→ **What needs to be done**
Translate this sentence from the death notices into Spanish: "Teresa Fumarola - The oldest known person in Italy, died May 14 at age 113."

→ **Document text**
---*---

Joseph D. Ward - Massachusetts state senator in the 40’s and 50’s, best remembered for his unsuccessful run for governor in 1960 against Republican John Volpe, an election called “one of the most vicious and vindictive ever held in Massachusetts” which was detailed in the book “The Compleat Politician”, died May 10 in Ocean Ridge, FL at age 89.
Lawson Weekes - Powerful Barbados politician who served in Parliament from 1981 until 1996 eventually becoming Speaker of the House for the Democratic Labour Party, died May 12 of cancer in St. Michael, Barbados at age 69.
Social and Religion
Katie Autry - Student at Western Kentucky University, who was rescued from a fire at a university dormitory on May 4 and was found to have several stab wounds, died May 7 of her injuries in Bowling Green, KY at age 18. Police believe 21-year-old Lucas Goodrum stabbed her and set the building on fire.
Teresa Fumarola - The oldest known person in Italy, died May 14 at age 113.
Bruce Jacobs - Violent Texas killer who was convicted of breaking into the home of 16-year-old Conrad Harris on his 16th birthday in 1986 and brutally stabbing the teen to death while he slept, for completely unknown reasons, was executed by lethal injection on May 15 in Huntsville, TX at age 56.
Ronald Roberts - 55-year old high school teacher and coach who had a heart attack and died while exercising at a fitness club in Englewood, Colorado, was covered with towels and left in the exercise area for two hours while gym users continued to work out around him.

---*---

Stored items
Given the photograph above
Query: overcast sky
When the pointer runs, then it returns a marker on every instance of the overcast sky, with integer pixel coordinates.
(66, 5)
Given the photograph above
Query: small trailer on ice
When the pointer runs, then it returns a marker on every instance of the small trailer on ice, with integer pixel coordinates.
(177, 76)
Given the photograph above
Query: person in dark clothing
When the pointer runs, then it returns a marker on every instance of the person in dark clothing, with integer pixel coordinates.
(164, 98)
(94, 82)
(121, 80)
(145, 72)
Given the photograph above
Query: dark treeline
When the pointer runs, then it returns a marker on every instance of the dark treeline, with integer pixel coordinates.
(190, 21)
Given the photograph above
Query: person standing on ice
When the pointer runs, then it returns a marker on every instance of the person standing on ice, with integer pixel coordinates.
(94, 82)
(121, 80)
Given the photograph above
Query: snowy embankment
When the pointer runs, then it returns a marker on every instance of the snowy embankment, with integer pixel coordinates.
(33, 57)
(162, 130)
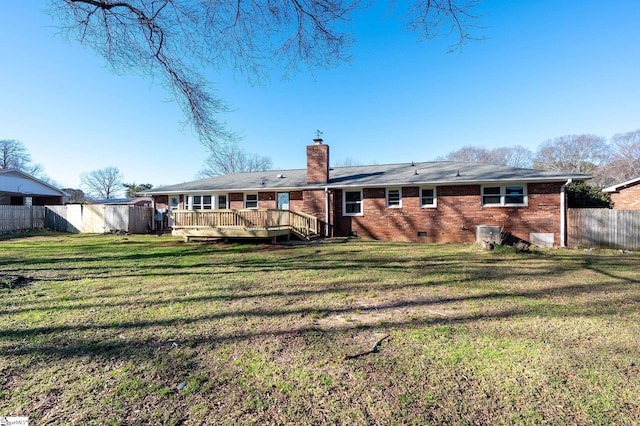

---*---

→ **Your solution**
Teresa Fumarola, la persona de mayor edad conocida en Italia, murió el 14 de mayo a los 113 años.